Text provided »

Content starts

Don’t fret, Josh Hawley. It’s easy to make Trump love you again | Opinion
Josh Hawley must have thought he had a sure thing. His Preventing Elected Leaders from Owning Securities and Investments Act (get it — PELOSI?) made it out of the Senate Committee on Homeland Security and Governmental Affairs on Wednesday. The legislation would ban members of Congress, vice presidents and presidents from trading individual stocks.
“The American people are sending us a clear message,” Hawley said, correctly reading the room. We all remember when a bipartisan group of senators sold off vulnerable holdings after a closed-door 2020 meeting as the coronavirus pandemic and the shutdowns were about to change life as we knew it. It certainly looked like insider trading at the highest levels of government — and banning it is one of the most obvious things Missouri’s senior senator could back in his crusade to turn the Grand Old Party into one for the people. And naming the bill after Nancy Pelosi — an avid and wealthy trader married to a venture capitalist — was the cherry on top.
He clearly didn’t run it by the president first. “Very much like SABOTAGE!” Donald Trump rage-posted on his Truth Social platform, writing that Hawley, “who I got elected TWICE,” is being used as a “pawn” by Democrats. Trump finished off with the insult that must have hurt the most, calling Hawley “a second-tier Senator.”
This marks the second time in just a couple of months that Hawley has drawn the ire of his party’s leaders. He made waves in May when he penned a commentary in the GOP’s hated New York Times under a simple headline: “Josh Hawley: Don’t Cut Medicaid.” In it, the banker’s son targeted his party’s “Wall Street wing” and its deep cuts to important social programs for the working poor in Trump’s One Big Beautiful Bill. He rightly warned that more than 1 million of the Missourians he represents would be harmed by the unnecessary slashing, calling it “morally wrong and politically suicidal.”
Strong words. But a month later, he took them out of his own mouth and voted for Trump’s bill anyway. He promised to amend the law, you see. We’ll all be waiting with bated breath for how that turns out.

Content ends

Records shown »

Content starts

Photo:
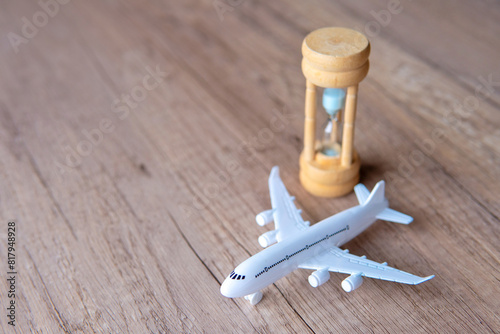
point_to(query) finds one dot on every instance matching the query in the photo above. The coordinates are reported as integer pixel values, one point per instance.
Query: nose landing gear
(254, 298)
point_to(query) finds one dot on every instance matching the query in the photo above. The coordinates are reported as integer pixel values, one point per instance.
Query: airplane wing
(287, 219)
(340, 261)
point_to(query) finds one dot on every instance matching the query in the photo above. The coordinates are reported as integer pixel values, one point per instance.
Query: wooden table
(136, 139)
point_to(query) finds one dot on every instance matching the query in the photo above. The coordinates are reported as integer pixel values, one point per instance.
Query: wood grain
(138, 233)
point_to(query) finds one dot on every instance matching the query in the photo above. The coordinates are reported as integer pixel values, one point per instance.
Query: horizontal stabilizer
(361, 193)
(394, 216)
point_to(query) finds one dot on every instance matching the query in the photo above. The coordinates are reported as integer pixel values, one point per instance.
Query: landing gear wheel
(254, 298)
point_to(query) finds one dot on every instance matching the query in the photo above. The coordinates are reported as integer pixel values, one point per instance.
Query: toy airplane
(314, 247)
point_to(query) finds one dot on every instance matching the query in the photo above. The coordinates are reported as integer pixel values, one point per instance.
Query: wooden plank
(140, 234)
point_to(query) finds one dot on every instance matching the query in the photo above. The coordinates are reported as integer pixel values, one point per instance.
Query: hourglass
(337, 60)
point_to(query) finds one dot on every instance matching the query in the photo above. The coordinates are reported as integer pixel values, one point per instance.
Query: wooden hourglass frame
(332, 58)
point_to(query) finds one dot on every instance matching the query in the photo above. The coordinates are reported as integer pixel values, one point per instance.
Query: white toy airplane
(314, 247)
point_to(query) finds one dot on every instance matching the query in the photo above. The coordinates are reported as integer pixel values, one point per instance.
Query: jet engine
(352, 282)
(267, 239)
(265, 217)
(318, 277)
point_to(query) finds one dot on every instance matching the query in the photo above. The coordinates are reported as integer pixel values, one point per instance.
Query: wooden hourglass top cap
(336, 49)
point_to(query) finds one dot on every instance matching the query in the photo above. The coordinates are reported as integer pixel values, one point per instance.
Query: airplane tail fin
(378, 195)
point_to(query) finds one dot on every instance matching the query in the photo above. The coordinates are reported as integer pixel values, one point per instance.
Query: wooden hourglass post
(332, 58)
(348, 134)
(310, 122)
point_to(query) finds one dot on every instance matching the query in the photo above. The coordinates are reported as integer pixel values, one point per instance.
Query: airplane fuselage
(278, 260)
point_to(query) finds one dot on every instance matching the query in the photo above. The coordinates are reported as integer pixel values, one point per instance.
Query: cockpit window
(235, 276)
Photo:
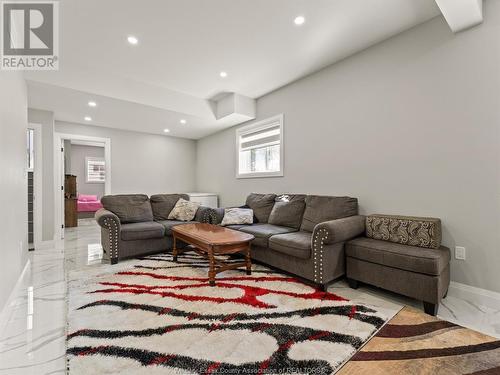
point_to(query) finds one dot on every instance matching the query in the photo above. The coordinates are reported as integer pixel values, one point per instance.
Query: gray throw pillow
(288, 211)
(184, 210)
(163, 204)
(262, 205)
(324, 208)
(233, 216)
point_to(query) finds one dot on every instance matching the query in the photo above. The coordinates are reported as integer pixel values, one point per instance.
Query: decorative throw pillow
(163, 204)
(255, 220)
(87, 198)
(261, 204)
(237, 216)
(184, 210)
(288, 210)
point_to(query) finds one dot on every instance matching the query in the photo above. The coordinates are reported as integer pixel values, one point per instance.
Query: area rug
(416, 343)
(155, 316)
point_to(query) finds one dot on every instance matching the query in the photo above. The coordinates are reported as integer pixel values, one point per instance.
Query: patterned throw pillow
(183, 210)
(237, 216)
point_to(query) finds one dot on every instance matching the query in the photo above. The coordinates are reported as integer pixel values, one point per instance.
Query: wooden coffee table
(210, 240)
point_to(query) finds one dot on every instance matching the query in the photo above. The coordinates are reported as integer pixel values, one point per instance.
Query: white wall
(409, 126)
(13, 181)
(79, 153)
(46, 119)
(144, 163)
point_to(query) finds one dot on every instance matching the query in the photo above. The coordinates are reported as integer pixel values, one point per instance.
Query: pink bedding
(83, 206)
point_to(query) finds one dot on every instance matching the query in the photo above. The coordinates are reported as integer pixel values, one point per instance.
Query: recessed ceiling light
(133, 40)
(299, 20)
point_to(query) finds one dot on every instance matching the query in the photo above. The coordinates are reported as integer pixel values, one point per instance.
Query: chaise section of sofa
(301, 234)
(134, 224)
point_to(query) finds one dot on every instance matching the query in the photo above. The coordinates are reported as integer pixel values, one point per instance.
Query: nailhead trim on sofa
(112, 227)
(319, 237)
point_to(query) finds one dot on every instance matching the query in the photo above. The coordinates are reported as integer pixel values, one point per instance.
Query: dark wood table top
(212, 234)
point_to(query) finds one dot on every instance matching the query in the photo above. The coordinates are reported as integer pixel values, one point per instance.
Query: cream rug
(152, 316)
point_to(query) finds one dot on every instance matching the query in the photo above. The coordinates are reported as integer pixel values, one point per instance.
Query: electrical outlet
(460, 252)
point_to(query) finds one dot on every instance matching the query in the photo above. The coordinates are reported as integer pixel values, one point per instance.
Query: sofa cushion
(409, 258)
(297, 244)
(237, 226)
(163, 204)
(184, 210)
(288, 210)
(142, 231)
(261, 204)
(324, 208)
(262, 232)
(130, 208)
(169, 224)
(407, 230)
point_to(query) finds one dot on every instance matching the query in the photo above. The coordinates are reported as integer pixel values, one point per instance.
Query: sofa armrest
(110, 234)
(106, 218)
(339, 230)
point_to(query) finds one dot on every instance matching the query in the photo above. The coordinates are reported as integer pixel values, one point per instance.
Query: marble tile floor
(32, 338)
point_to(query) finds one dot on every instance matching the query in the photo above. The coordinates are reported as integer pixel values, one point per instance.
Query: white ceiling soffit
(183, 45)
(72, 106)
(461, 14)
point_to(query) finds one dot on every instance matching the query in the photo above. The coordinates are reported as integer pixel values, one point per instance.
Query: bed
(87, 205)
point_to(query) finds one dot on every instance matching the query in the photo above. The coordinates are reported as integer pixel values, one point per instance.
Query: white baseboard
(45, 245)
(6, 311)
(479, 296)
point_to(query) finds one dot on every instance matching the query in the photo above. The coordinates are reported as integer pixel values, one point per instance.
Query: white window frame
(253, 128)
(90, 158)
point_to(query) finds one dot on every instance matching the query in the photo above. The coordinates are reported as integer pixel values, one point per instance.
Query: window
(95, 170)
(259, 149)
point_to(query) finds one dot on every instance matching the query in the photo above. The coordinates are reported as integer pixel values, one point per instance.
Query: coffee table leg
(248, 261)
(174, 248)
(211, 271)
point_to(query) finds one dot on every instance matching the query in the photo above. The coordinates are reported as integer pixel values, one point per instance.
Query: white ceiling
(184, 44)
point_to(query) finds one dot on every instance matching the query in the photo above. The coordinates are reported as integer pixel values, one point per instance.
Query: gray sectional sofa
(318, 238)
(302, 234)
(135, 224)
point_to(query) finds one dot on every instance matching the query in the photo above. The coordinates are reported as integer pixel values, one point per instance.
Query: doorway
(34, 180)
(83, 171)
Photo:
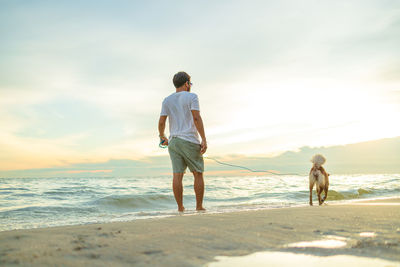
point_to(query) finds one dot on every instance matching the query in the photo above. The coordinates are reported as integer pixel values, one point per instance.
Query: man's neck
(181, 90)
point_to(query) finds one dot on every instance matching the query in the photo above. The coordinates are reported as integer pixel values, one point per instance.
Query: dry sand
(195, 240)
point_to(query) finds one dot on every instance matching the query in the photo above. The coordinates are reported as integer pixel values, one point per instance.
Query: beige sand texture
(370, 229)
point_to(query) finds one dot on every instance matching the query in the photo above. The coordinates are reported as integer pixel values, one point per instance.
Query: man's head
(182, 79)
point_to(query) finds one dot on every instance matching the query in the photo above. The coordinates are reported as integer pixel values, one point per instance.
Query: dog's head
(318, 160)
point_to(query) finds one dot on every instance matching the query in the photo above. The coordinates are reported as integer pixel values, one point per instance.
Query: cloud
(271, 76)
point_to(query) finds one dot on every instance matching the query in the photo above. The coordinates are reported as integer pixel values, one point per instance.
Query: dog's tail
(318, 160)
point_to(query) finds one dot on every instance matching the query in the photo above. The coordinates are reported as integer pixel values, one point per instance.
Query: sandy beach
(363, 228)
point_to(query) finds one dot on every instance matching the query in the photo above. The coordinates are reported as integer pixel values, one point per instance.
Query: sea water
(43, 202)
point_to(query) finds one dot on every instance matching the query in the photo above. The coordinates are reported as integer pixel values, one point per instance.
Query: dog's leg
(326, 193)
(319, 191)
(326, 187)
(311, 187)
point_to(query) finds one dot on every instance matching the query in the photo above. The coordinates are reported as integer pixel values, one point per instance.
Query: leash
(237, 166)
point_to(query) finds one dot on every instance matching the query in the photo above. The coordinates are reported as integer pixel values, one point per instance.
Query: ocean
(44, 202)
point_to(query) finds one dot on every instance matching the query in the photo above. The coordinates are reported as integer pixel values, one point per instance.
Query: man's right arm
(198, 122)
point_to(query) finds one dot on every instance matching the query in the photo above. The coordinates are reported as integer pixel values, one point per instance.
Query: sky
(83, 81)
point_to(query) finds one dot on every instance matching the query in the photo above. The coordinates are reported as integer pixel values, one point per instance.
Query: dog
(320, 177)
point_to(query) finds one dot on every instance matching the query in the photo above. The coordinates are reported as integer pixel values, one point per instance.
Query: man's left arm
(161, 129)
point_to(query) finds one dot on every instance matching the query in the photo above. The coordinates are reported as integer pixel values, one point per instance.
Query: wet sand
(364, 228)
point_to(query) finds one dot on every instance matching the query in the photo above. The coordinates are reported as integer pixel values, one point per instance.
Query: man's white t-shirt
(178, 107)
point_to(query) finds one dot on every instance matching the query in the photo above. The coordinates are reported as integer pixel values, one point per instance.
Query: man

Content ends

What you are asked to do » In the opinion piece about Josh Hawley, which Senate committee advanced his stock-trading bill on Wednesday?

Solution to this exercise » The Senate Committee on Homeland Security and Governmental Affairs